Listed entries |
============

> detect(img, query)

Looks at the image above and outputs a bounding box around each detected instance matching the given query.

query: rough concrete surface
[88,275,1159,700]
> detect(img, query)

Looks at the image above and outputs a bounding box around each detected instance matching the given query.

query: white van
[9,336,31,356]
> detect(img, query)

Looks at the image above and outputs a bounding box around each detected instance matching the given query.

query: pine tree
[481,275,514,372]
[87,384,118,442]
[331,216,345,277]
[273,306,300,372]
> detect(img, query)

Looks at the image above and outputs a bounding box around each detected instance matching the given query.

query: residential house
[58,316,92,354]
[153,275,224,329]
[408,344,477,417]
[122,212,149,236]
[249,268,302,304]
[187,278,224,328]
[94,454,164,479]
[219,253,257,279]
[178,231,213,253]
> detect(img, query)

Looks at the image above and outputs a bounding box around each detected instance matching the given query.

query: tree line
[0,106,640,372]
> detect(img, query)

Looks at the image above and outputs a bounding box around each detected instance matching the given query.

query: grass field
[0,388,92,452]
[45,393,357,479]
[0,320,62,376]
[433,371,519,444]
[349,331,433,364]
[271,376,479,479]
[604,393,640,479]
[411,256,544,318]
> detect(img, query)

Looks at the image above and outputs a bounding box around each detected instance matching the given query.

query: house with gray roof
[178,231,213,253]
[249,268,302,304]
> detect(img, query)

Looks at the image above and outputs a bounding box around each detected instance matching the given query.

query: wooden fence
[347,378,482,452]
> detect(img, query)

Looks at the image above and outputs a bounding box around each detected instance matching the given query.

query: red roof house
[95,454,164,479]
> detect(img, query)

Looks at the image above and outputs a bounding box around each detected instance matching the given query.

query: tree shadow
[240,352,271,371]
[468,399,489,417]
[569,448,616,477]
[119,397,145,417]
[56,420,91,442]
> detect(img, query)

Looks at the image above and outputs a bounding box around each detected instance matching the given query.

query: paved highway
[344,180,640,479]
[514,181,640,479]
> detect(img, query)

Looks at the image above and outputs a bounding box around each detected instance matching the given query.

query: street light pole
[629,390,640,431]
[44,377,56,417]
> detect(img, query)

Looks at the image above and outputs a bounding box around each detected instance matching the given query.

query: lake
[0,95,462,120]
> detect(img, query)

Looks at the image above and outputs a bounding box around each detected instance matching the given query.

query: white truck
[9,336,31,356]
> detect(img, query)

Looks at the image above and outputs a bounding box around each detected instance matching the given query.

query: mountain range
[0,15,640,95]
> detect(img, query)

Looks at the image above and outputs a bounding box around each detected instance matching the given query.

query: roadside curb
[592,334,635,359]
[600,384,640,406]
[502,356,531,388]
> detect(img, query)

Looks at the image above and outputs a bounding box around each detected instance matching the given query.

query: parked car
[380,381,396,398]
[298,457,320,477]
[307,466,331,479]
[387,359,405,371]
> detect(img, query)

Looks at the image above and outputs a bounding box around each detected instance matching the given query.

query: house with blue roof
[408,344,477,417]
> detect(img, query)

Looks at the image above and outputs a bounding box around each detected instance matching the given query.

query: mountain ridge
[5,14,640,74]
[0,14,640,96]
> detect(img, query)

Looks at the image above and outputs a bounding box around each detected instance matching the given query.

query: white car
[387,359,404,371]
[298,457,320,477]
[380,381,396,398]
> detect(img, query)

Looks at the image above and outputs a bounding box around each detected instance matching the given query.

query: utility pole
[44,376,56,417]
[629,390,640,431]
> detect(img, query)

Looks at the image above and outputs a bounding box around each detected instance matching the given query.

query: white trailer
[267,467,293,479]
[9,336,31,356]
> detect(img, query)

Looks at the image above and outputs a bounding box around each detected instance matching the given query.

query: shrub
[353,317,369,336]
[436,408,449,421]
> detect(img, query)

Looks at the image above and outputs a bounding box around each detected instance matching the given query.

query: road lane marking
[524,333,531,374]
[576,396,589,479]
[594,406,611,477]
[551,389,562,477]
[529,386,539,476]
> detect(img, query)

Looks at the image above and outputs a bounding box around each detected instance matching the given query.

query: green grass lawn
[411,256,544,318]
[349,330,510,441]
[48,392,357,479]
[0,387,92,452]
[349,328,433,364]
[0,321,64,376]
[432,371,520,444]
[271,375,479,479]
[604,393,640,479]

============

Problem statement | Print the records above in full, exactly.

Reply |
> detect(img, query)

Looks at the image above and outputs a bounding box around each detected instance matching the given query.

query: rough concrete surface
[88,275,1159,700]
> detect(img, query)

Looks at the image above and outputs a bounding box around each detected instance matching the given query.

query: white van
[9,336,31,356]
> detect(img, query)

Looks at the image above and outputs a bounding box around each detected instance matching the given query.

query: pine tree
[481,275,514,372]
[87,384,118,442]
[331,216,345,277]
[273,306,300,372]
> detect(img, query)

Looks at the image above and outputs a bounding box around each detected instance matching the given query.

query: residential house
[58,316,92,354]
[153,275,224,329]
[408,344,477,417]
[122,212,149,236]
[249,268,302,304]
[187,278,224,328]
[94,454,164,479]
[219,253,257,279]
[178,231,213,253]
> detect(img, query)

Looks at the image above and outputs a bounding box around each detected instance matching the given query.

query: tree line
[0,106,640,372]
> detect(img, query)

Looks at the image above and outputs a bounding box around each detected instance matching the given query.

query: grass field
[0,388,92,452]
[45,393,357,479]
[0,320,62,376]
[433,371,519,444]
[349,331,433,364]
[271,376,479,479]
[604,393,640,479]
[411,256,544,318]
> detect(img, query)

Looks at the image above and outputs a bounding box around each detected instance matching the given query.

query: house with gray roof
[178,231,213,253]
[249,268,302,304]
> detect(img, query)

Looks at the image above and outputs a bounding box around each detected instance matching the given query.

query: wooden fence
[347,378,482,452]
> detect(img, query)

Looks at the image above and outputs a bounding box around each detected instance matching the given query.

query: red roof house
[95,454,164,479]
> detect(img, query)

Looks at the image above and outputs a bounding box around each detected instance matching the given query.

query: tree shadow
[240,352,271,371]
[468,399,489,417]
[569,448,616,477]
[119,397,145,417]
[56,420,91,442]
> detect(img, query)

Looks at the image above and outputs a bounding box around each detected instance matching the given query.

query: paved highway
[344,180,640,479]
[514,181,640,479]
> detect(img, query)

Looks at the image above and outputs a bounding box around each detected instance matching the given query.

query: street light pole
[629,390,640,431]
[44,377,56,417]
> detect(img, query)

Looks at the image above and outputs a bounding box around each detected instance matching the given query.

query: lake
[0,95,462,120]
> detect(img, query)

Looks at the image above and outputs a bounding box around each detected instance matching the given query.

query: white truck
[9,336,31,356]
> detect(img, query)

Looks at the image above and outputs a bounding box around each detected instance matching the given query.

query: mountain range
[0,15,640,95]
> detect(img, query)

Looks at the image above and outputs a bounding box around each detected instance matching the given query.

query: roadside curb
[592,334,635,359]
[600,384,640,406]
[502,356,531,388]
> detect(img, query)

Looks at the image above and outputs a bounding box around each detected instance matching the given query.

query: parked car
[380,381,396,398]
[298,457,320,477]
[307,466,331,479]
[387,359,405,371]
> detect(img, query)

Looks at the image above and outputs a bounding box around each detected instance matching the given query.

query: house with blue roof
[408,344,477,417]
> detect(img, query)

Looks at the image above and outputs a bounding box around each detected instance matching the given query.

query: mountain ridge
[5,14,640,74]
[0,14,640,96]
> detect(img, query)

Looks at the image above and outputs a bounding box around each detected instance matching the given query.

query: white car
[387,359,404,371]
[298,457,320,477]
[380,381,396,398]
> detect(img, query)

Looks at the image above and outputs a bounding box around each detected instance matching the given query.

query: utility pole
[44,376,56,417]
[629,390,640,431]
> detect(img, query)

Looks at the image above and outputs a bounding box around each detected instance matching the given query.

query: white trailer
[267,467,293,479]
[9,336,31,356]
> detect(img, query)

Looks at the image above and outputs a bounding box around each detected instance matching the given query.

query: shrub
[353,317,369,336]
[436,408,449,421]
> detect(img, query)

Looks at the image above and outputs a bounding box around each detected instance matching the given query.

query: road lane marking
[524,333,531,374]
[576,396,589,479]
[594,406,611,477]
[551,389,562,477]
[529,386,539,476]
> detect(img, query)

Looks at the image above and outputs a bounding box around each detected instance matching the given query.

query: green grass lawn
[411,256,544,318]
[349,330,510,441]
[48,392,357,479]
[0,387,92,452]
[349,328,433,364]
[0,321,64,376]
[432,371,520,444]
[271,375,479,479]
[604,393,640,479]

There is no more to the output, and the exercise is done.